--- Start Passage shown ---
Some books are best sellers, and more often than not, those titles are decades-spanning sagas, emotionally charged thrillers, or coming-of-age tales. Other books are critical darlings, novels of demonstrable literary merit than win major writing awards and earn a permanent place in both libraries and the Western literature canon because they're "great books." Few books are popular with both average readers and the literary elite, but The Goldfinch is that rare title. Donna Tartt's 784-page opus spent more than eight months on the New York Times best sellers list and won both the Pulitzer Prize for Fiction and the Andrew Carnegie Medal for Excellence in Fiction in 2014 (among other prizes). 

So what is The Goldfinch about? Well, it's the story of Theo, a 13-year-old boy who survives a terrorist attack at the New York museum that claims his mother's life, but which leaves him in possession of Carel Fabritius' 17th-century painting The Goldfinch. Theo keeps that a secret as he matures into adulthood under the tutelage of family friends in Manhattan and his degenerate father in Las Vegas. In other words, the story is very cinematic, and the film version stars Ansel Elgort, Nicole Kidman, Luke Wilson, and Jeffrey Wright. Here's everything you need to know about The Goldfinch.
--- End Passage shown ---
Task brief
Repeat the part of the passage about The Goldfinch that opens with the words containing "So what is The" and closes with "about The Goldfinch.", switching "Manhattan" to "Brooklyn".
--- Start Supplied records ---
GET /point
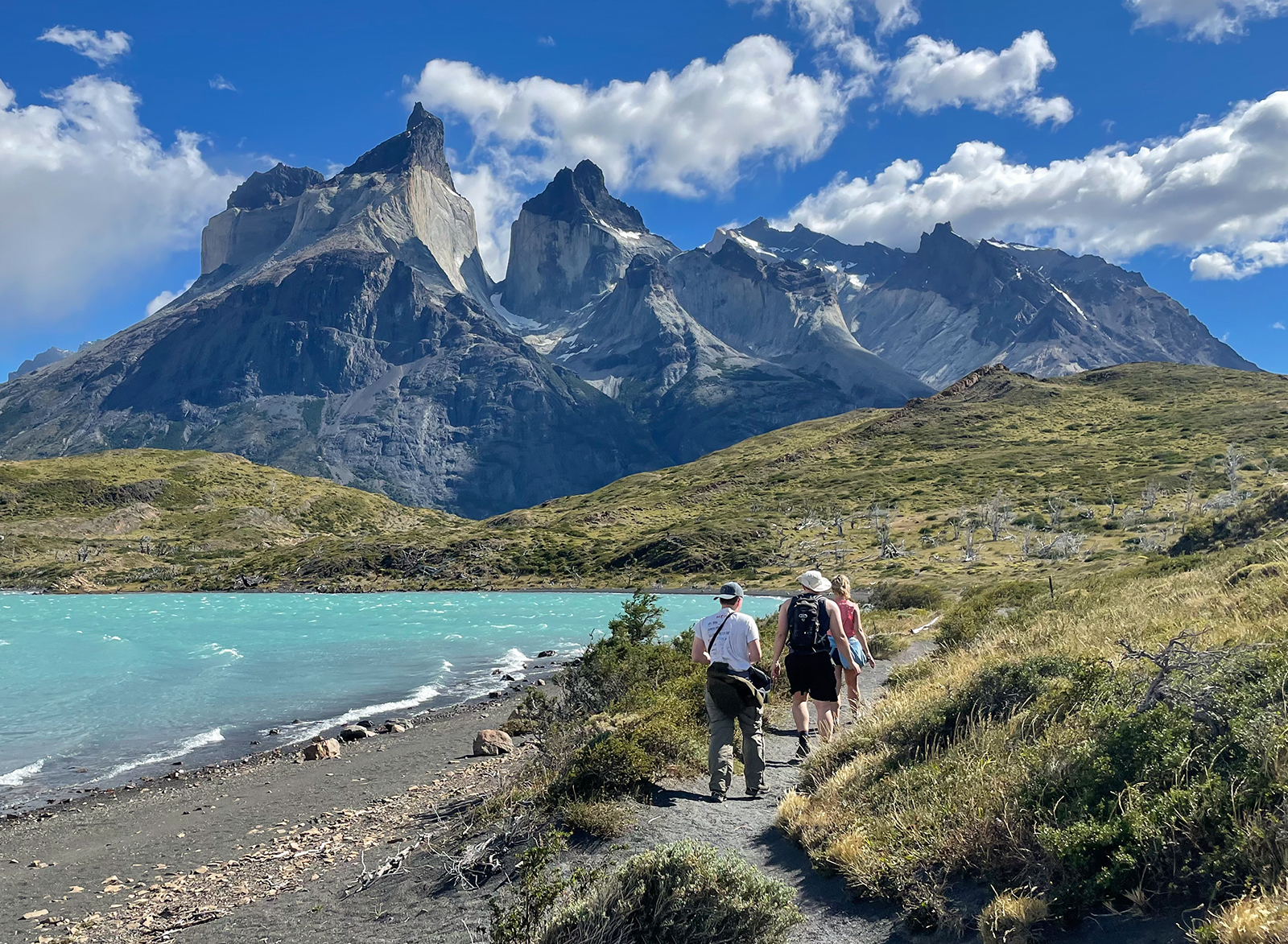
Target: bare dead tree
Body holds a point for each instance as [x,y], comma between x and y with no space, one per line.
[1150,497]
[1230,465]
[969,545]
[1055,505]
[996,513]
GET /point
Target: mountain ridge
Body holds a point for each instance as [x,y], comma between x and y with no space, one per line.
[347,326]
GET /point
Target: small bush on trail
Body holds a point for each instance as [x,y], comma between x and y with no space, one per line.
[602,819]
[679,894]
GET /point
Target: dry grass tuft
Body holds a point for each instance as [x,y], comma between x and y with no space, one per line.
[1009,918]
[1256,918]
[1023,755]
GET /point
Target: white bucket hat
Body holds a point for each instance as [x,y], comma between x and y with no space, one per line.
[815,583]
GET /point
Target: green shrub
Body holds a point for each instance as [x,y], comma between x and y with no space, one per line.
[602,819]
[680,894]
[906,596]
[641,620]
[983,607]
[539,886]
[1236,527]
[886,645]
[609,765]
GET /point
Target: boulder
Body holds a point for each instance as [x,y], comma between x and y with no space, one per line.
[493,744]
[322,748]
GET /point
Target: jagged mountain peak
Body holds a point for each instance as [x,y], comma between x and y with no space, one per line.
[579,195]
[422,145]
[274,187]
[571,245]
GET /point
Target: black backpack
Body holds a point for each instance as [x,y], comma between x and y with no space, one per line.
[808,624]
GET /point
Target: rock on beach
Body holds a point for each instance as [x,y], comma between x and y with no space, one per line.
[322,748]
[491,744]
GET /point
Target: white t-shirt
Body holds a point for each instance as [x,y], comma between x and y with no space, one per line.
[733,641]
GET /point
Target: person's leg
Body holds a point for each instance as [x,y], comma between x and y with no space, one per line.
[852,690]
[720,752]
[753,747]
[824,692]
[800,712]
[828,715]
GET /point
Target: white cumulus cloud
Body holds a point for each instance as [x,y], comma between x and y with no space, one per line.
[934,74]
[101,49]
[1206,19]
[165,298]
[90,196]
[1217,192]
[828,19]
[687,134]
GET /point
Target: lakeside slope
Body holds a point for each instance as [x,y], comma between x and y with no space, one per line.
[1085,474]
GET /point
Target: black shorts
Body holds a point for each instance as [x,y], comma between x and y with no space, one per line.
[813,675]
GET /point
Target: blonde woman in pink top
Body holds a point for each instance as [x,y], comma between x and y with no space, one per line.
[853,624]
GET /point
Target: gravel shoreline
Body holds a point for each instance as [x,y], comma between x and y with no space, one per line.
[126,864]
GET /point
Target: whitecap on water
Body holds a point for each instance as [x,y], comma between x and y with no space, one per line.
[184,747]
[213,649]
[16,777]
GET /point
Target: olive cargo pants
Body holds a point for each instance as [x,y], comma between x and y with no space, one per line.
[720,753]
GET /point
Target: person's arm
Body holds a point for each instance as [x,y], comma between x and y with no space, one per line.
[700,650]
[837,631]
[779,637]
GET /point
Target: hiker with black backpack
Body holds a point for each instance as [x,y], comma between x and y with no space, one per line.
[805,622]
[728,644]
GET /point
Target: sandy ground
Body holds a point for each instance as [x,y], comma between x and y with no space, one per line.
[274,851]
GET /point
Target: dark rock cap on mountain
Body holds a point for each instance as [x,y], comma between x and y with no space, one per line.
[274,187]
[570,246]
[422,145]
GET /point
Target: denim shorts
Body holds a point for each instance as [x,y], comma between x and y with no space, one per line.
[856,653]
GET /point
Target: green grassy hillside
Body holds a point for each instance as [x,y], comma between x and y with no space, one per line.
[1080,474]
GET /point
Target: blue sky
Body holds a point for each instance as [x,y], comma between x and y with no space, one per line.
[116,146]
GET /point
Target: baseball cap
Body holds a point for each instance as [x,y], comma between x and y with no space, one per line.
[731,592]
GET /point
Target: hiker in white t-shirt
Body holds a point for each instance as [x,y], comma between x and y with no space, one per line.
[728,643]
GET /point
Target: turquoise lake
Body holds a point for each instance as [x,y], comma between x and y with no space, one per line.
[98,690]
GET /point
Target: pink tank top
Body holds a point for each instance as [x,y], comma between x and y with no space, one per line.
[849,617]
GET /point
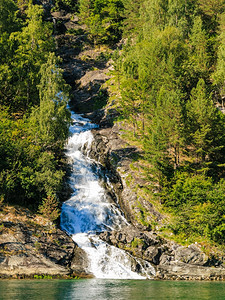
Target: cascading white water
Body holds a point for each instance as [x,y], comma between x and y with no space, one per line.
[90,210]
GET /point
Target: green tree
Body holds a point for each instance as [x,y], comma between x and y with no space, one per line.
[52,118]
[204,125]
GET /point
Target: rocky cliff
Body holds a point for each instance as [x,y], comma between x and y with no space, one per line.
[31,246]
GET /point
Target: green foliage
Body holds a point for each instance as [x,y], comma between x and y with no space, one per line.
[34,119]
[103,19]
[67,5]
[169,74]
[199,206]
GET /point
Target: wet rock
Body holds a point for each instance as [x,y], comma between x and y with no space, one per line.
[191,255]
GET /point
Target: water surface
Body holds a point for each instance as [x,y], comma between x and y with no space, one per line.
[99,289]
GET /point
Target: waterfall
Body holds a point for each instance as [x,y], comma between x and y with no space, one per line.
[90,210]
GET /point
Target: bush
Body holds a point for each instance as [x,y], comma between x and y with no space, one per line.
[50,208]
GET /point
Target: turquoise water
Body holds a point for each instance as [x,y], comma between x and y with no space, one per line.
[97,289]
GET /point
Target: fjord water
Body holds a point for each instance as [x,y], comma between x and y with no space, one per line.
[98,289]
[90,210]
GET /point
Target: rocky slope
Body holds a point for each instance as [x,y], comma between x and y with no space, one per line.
--- End Supplied records ---
--- Start Supplied records ---
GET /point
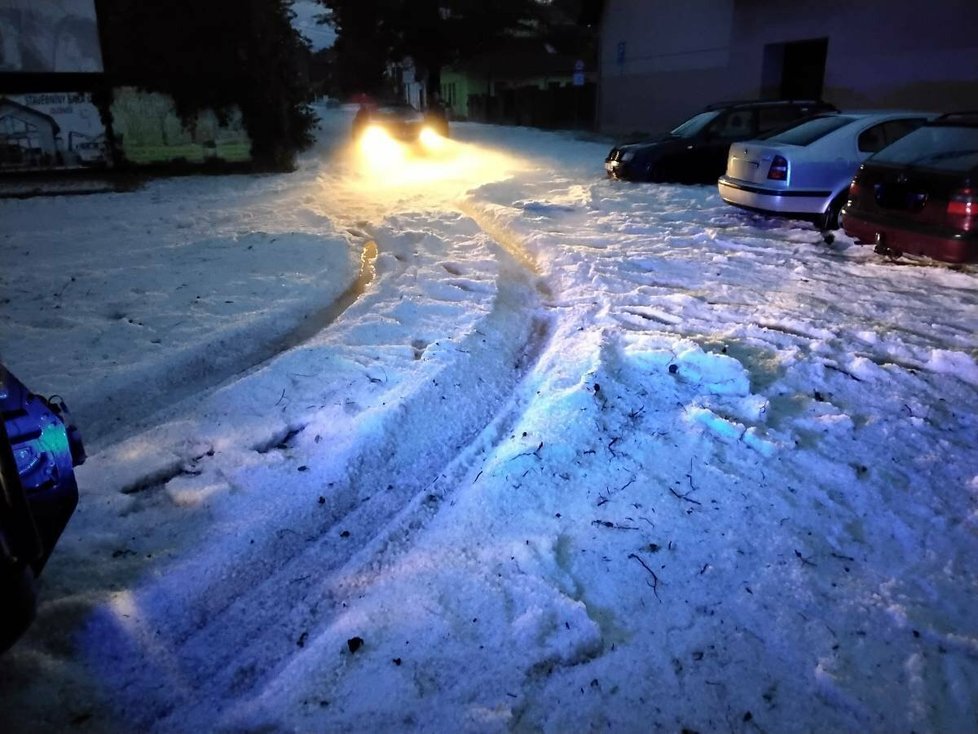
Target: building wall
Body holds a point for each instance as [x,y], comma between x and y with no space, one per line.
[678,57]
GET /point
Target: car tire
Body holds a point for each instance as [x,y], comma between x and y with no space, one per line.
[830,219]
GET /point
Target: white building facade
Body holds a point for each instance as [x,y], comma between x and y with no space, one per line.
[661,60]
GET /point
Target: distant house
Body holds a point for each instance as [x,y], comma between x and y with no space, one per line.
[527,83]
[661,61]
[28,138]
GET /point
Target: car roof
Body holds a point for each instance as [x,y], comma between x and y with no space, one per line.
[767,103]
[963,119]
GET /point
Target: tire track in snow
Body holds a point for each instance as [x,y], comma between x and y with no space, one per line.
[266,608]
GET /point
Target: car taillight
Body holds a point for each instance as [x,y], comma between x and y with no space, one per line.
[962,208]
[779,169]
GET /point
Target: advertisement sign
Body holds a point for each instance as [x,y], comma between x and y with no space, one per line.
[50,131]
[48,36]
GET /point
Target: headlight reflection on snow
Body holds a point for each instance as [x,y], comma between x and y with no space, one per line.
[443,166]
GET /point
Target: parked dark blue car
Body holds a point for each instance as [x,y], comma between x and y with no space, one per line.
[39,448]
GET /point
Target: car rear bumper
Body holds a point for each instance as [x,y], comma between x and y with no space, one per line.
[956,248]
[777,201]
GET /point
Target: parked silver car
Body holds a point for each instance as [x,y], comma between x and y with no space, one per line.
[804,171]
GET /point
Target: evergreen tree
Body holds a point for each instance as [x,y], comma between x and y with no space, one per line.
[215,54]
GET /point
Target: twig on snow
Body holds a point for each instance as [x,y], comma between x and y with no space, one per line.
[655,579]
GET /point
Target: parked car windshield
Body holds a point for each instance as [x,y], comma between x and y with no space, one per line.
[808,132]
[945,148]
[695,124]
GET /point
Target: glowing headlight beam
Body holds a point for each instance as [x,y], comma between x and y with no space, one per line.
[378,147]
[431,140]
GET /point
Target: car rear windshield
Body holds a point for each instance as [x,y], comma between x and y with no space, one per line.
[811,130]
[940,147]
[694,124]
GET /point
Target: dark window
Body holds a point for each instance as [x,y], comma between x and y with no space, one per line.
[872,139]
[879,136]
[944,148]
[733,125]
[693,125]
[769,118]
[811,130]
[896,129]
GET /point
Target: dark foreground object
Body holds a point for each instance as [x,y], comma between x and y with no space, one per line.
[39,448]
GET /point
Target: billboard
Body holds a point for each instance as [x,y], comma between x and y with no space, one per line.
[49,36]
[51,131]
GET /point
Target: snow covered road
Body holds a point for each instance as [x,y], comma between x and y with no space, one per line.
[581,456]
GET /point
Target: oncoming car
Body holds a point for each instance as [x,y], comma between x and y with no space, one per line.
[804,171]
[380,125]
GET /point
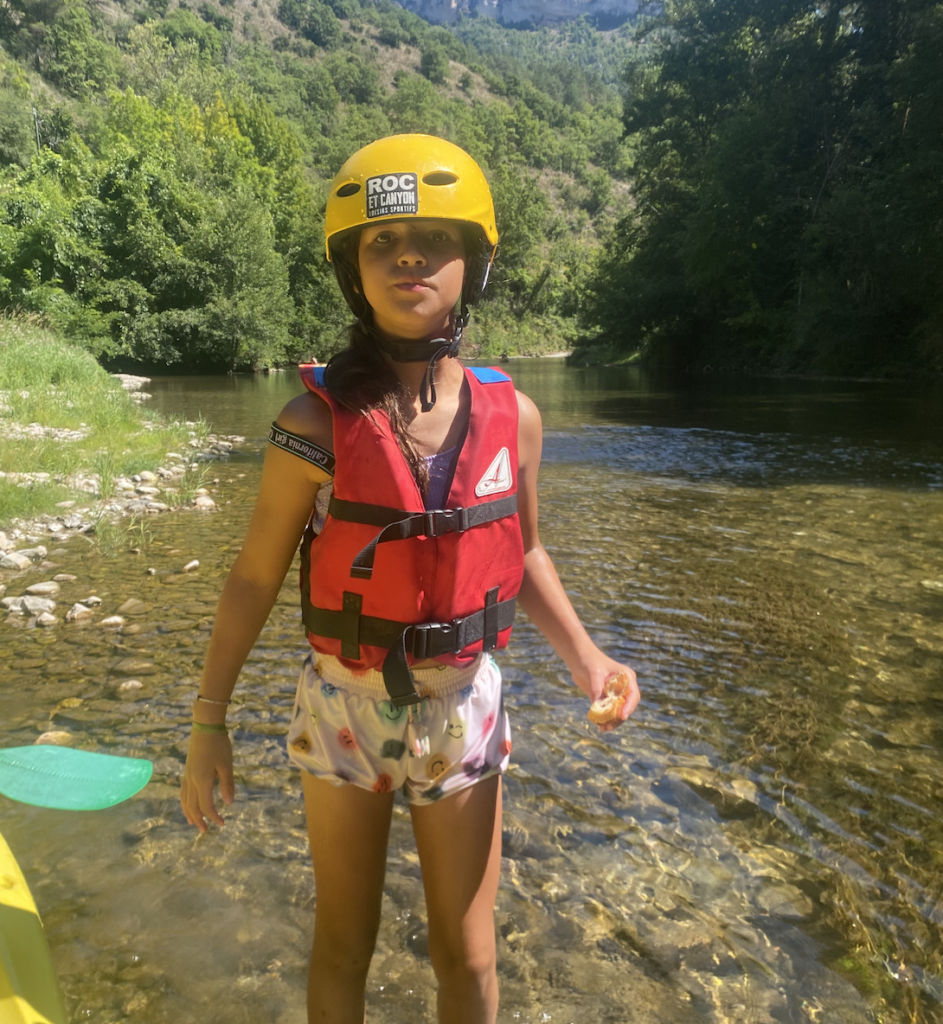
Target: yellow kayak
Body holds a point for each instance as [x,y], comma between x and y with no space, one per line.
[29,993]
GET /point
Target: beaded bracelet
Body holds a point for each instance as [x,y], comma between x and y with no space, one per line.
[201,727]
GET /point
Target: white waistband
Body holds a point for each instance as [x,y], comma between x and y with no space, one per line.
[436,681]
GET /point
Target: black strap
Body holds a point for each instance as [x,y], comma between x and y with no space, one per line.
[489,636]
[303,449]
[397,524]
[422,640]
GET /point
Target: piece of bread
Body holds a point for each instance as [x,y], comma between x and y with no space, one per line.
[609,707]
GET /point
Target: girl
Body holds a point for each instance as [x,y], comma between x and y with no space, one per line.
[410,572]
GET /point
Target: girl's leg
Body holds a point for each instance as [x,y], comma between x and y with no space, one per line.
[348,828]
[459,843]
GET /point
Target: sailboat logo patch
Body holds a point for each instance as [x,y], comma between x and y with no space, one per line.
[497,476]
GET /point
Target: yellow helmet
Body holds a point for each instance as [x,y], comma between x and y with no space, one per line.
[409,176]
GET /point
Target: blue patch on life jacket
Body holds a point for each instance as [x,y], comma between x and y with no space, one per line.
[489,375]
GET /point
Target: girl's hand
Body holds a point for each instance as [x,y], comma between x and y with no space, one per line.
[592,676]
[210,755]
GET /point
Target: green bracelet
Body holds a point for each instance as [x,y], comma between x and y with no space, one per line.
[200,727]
--- End Supplied records ---
Completed exercise
So what is The Goldfinch about? Well, it's the story of Theo, a 13-year-old boy who survives a terrorist attack at the New York museum that claims his mother's life, but which leaves him in possession of Carel Fabritius' 17th-century painting The Goldfinch. Theo keeps that a secret as he matures into adulthood under the tutelage of family friends in Brooklyn and his degenerate father in Las Vegas. In other words, the story is very cinematic, and the film version stars Ansel Elgort, Nicole Kidman, Luke Wilson, and Jeffrey Wright. Here's everything you need to know about The Goldfinch.